Reproduce the entries from the line containing "Find car roof." through the line containing "xmin=554 ymin=70 xmax=640 ymax=152", substituting "shrub" for "tree" and leaving everything else unchanged.
:: THE RECORDS ::
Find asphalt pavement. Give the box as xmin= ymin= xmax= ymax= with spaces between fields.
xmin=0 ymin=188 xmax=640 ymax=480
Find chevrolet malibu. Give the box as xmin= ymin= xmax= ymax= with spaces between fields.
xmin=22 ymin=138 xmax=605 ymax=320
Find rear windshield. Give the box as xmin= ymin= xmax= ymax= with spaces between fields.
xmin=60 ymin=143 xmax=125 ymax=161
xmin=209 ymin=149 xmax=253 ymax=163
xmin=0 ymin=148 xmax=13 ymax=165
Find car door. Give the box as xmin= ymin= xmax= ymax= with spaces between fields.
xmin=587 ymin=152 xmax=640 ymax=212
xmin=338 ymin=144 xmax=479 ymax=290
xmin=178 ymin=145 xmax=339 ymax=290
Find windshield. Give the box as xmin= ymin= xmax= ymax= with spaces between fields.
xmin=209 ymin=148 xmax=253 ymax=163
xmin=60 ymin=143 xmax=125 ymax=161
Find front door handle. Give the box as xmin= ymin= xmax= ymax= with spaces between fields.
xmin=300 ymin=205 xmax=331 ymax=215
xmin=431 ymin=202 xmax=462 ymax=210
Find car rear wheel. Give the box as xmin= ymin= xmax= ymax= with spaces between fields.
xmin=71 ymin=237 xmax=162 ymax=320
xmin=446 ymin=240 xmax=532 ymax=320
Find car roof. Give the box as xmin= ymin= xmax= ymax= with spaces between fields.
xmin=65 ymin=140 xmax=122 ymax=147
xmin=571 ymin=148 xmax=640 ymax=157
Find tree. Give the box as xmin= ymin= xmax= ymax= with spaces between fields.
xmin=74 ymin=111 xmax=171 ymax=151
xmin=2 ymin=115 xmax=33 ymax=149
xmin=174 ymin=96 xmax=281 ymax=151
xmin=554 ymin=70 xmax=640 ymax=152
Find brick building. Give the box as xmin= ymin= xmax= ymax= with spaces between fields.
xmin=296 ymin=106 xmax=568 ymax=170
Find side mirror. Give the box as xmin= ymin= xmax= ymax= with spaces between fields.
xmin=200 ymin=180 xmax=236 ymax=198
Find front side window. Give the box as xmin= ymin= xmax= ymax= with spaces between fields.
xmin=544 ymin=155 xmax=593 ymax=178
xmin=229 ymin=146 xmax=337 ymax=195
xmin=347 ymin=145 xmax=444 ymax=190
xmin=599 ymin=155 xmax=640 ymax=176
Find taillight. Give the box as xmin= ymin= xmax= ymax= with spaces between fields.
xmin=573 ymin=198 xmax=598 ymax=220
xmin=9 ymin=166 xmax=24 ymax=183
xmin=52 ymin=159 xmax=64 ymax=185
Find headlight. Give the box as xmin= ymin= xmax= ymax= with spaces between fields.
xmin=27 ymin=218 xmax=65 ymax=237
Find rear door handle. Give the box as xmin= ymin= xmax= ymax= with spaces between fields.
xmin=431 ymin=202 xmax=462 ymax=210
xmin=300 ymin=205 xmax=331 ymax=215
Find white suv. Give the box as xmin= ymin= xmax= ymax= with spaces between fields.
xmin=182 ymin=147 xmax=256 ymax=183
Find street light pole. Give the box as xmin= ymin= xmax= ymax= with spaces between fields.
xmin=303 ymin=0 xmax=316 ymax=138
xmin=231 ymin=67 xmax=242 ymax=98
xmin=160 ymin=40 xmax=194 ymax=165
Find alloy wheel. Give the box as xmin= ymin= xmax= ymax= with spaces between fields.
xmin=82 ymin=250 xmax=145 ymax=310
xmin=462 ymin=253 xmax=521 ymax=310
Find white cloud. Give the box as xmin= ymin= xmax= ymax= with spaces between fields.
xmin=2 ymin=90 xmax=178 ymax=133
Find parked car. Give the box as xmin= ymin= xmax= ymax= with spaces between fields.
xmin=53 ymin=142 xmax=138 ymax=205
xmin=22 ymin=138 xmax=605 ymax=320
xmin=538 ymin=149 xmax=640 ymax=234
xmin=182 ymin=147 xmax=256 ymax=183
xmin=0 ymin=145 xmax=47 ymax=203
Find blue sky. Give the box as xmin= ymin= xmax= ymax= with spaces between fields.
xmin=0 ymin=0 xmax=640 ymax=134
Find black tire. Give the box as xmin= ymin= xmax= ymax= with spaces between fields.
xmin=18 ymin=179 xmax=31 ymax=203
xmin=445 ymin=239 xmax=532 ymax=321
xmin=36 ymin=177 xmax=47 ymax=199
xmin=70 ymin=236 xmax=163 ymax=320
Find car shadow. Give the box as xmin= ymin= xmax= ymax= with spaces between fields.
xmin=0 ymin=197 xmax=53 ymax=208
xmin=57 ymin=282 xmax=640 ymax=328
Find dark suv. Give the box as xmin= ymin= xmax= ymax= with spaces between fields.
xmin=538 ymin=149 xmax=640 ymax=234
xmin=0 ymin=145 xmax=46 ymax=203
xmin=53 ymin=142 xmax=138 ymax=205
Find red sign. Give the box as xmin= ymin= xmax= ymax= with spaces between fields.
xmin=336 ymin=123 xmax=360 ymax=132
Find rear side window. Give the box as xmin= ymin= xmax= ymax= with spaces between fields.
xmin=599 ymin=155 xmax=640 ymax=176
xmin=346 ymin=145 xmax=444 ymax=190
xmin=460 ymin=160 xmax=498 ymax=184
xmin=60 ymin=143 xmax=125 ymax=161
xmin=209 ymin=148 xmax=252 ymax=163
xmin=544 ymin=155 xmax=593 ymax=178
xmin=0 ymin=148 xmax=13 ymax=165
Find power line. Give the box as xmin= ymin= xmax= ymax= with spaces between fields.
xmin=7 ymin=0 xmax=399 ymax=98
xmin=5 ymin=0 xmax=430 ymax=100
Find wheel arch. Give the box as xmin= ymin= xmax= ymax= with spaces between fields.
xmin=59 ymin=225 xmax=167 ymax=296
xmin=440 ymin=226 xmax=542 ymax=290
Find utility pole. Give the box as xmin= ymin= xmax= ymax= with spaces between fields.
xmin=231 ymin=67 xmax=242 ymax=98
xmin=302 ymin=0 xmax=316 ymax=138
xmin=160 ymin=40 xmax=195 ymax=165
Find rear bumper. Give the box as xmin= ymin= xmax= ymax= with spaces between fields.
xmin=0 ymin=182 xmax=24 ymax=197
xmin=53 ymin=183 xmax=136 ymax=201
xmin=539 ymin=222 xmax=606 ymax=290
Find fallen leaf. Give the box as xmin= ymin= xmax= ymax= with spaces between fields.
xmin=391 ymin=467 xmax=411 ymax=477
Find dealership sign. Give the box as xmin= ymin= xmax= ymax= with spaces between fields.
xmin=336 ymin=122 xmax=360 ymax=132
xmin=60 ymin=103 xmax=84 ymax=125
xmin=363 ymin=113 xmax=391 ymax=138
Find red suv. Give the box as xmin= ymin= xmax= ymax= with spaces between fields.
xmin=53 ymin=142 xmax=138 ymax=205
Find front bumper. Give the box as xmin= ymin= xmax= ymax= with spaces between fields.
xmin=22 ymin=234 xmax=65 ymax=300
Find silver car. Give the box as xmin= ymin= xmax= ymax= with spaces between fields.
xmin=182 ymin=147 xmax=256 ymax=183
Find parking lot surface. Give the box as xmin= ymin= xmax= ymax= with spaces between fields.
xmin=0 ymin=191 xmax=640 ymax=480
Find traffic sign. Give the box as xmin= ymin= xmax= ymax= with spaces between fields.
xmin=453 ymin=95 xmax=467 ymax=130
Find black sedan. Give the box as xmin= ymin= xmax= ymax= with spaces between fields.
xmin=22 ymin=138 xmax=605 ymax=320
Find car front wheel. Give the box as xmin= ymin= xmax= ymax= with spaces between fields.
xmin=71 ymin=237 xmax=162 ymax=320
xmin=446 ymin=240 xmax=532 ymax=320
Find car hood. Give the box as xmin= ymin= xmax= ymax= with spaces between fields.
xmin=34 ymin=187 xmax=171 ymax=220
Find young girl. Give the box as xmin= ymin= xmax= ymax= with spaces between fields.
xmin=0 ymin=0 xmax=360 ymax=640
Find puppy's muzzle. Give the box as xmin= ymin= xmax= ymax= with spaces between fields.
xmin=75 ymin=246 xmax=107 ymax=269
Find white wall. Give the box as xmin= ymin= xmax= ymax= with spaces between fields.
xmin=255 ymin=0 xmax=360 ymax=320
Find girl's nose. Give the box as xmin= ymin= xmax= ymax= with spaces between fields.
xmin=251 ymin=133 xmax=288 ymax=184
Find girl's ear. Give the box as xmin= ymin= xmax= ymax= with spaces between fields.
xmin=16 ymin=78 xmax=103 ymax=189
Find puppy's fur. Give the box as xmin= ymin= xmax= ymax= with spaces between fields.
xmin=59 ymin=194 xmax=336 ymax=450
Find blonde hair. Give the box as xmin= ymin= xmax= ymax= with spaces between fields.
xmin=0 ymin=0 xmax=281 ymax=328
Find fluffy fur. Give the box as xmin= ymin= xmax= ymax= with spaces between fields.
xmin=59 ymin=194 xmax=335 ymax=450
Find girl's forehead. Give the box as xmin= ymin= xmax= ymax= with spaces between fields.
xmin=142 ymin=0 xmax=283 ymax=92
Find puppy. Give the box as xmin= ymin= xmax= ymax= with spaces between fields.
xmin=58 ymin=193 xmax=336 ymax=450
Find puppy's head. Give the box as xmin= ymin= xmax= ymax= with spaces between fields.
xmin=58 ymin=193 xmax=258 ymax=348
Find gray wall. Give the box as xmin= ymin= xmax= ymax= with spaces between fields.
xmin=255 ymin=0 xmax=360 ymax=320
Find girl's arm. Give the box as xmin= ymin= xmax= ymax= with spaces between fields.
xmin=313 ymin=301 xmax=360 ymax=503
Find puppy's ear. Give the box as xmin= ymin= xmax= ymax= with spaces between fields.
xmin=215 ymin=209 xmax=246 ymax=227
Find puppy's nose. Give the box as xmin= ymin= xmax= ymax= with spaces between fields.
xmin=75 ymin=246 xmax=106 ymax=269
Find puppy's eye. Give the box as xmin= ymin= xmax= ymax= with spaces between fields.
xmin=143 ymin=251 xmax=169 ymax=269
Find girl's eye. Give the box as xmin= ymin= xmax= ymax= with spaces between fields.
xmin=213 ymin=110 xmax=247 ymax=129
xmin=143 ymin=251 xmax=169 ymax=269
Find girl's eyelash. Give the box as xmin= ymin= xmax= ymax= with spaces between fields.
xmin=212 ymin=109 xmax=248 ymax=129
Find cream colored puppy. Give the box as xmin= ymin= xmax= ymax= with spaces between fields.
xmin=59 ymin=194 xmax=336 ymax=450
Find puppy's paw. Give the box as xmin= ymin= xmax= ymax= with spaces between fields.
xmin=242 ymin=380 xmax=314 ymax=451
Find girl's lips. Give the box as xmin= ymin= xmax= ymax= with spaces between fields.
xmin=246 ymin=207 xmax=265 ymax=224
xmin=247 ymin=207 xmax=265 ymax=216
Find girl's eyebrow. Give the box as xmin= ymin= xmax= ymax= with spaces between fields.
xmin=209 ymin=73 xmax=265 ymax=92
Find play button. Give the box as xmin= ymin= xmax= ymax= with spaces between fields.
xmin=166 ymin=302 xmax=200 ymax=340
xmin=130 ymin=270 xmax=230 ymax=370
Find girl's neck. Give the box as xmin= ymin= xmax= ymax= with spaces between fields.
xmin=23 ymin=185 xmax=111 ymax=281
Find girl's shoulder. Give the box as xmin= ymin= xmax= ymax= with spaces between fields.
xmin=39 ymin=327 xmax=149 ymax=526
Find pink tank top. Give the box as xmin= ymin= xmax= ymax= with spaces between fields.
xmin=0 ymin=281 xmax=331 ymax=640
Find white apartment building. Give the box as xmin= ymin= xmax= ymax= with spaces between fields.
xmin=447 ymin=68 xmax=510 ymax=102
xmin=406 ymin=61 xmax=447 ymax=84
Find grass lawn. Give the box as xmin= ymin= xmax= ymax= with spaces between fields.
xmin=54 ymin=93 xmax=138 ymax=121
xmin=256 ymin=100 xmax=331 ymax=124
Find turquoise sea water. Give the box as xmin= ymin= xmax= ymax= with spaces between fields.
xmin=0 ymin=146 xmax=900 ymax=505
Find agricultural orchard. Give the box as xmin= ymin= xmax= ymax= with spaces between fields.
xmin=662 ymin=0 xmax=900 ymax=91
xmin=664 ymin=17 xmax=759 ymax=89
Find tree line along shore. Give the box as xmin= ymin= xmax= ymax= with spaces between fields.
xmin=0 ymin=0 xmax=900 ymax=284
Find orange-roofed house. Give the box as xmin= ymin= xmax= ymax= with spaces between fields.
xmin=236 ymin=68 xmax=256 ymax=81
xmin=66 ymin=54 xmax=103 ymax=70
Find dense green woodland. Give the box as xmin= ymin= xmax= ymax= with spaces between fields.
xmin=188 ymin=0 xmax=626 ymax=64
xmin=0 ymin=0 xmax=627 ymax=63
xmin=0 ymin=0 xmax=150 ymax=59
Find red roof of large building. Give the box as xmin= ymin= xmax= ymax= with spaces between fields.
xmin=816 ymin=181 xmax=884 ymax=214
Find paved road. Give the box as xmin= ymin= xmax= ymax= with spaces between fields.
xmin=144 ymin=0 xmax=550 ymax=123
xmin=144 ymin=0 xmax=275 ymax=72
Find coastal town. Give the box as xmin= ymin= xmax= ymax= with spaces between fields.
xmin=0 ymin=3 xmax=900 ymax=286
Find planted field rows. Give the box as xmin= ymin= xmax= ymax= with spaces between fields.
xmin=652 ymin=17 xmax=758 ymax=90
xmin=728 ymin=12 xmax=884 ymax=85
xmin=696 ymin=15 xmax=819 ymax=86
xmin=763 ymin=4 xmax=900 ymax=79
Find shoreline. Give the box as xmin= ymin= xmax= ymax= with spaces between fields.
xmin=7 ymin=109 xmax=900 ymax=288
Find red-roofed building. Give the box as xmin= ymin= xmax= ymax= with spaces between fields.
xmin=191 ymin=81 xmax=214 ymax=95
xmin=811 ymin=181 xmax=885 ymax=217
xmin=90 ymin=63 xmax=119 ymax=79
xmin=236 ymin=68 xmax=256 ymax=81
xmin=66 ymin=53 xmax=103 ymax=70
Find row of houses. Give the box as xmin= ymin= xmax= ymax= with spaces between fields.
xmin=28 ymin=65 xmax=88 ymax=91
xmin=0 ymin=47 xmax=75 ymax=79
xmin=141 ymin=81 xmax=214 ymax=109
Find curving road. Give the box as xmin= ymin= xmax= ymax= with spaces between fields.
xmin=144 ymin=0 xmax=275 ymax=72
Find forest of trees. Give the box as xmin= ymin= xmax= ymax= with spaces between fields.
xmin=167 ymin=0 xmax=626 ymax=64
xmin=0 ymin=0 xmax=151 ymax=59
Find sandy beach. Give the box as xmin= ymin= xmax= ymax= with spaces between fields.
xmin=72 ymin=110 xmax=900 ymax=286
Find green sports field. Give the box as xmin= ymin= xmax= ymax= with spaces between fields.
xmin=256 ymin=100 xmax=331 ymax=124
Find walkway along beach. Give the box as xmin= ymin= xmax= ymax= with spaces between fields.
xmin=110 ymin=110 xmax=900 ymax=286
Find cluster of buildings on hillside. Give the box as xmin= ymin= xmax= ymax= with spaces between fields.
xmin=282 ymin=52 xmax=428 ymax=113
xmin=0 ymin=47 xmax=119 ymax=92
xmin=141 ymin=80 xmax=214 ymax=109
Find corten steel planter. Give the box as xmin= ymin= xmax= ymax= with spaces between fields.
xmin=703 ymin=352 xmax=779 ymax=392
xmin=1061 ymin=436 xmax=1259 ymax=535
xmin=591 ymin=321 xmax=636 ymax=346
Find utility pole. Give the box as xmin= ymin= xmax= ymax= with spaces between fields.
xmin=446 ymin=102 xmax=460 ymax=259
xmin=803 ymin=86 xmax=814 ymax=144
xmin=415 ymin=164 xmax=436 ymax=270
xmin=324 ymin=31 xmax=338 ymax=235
:::
■ **THE COMPLETED TASK**
Find car roof. Give the box as xmin= ymin= xmax= ymax= with spaces between fields.
xmin=65 ymin=140 xmax=122 ymax=147
xmin=571 ymin=148 xmax=640 ymax=157
Find shrub. Give the box as xmin= ymin= xmax= ymax= with spaces between fields.
xmin=74 ymin=111 xmax=171 ymax=151
xmin=2 ymin=115 xmax=33 ymax=149
xmin=174 ymin=96 xmax=281 ymax=151
xmin=554 ymin=70 xmax=640 ymax=152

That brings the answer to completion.